- **Aim**: Identify every line in the data below that contains the word "microwave" and copy each of those lines. Case counts, so a line that has the word only with different capitalization does not match.
··· Dataset excerpts ···
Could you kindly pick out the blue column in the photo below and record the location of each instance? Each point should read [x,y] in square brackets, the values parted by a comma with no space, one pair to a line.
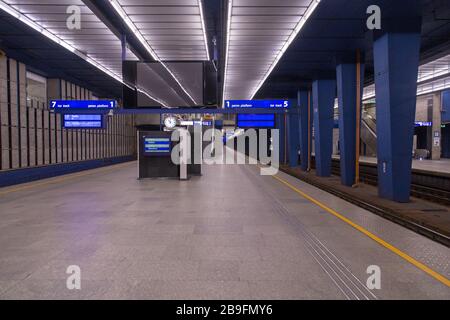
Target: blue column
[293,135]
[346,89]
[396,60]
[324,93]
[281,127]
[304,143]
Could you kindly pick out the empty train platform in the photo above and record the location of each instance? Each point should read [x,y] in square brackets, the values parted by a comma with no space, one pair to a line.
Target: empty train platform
···
··· Dataset excerpts ···
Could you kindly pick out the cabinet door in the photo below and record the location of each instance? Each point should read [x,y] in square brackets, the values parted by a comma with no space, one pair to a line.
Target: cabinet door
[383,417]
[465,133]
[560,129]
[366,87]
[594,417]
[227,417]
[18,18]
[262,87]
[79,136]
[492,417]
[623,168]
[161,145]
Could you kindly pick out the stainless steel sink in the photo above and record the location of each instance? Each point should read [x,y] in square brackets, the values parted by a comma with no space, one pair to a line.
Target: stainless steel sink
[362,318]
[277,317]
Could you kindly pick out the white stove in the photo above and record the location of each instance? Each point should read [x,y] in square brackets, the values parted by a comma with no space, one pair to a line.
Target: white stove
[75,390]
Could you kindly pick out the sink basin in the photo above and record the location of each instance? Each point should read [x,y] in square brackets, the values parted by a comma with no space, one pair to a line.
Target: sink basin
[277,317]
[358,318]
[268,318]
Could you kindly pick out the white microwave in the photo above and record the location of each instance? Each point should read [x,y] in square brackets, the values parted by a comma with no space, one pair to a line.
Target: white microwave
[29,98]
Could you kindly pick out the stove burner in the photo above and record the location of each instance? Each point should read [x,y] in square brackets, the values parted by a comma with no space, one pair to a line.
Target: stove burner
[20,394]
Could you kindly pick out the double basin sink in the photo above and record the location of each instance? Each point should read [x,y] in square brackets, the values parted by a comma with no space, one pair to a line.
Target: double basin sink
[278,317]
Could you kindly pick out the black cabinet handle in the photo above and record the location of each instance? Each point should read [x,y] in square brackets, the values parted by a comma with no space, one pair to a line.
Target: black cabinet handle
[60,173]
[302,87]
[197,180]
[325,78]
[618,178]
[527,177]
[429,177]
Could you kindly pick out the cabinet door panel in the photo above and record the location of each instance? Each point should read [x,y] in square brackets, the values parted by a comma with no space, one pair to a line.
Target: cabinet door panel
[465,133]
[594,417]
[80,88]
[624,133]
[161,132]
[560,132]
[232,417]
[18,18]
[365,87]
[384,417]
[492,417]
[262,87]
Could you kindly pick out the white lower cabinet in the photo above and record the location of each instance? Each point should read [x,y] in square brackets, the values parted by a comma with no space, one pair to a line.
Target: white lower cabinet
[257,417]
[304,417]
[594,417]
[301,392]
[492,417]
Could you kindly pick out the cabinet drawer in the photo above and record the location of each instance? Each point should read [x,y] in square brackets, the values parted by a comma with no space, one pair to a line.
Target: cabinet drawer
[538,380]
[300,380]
···
··· Dataset excerpts ···
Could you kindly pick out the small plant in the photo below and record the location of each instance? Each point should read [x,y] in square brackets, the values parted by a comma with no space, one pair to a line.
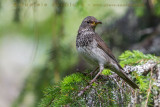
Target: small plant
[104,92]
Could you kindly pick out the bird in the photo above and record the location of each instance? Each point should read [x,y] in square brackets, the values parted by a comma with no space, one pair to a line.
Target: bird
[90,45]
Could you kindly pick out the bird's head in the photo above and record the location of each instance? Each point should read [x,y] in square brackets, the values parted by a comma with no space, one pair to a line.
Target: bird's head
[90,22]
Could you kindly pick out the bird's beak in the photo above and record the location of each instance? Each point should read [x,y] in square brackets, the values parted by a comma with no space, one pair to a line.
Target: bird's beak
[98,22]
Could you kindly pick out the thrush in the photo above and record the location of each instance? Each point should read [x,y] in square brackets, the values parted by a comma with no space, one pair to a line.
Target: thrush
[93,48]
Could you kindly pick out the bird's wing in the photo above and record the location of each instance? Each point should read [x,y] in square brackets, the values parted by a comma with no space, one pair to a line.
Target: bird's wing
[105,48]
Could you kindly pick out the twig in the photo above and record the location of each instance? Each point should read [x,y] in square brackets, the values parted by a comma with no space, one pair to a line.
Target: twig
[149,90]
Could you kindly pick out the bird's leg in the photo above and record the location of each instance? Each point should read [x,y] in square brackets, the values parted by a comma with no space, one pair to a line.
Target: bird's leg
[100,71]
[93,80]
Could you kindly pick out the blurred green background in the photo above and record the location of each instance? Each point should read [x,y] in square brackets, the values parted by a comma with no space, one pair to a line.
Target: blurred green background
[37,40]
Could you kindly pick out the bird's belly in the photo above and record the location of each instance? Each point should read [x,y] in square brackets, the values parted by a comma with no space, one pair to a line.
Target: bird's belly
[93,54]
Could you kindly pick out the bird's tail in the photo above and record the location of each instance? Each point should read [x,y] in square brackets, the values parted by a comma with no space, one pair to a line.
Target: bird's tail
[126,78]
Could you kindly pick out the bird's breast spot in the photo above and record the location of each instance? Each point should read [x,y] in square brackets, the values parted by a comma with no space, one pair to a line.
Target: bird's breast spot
···
- **Solution to the exercise**:
Could you kindly pick out the white microwave in the photo above and record the location of each instance? Each point should read [x,y] in square brackets, the values parted by a comma with no space, one pair to a line.
Target: white microwave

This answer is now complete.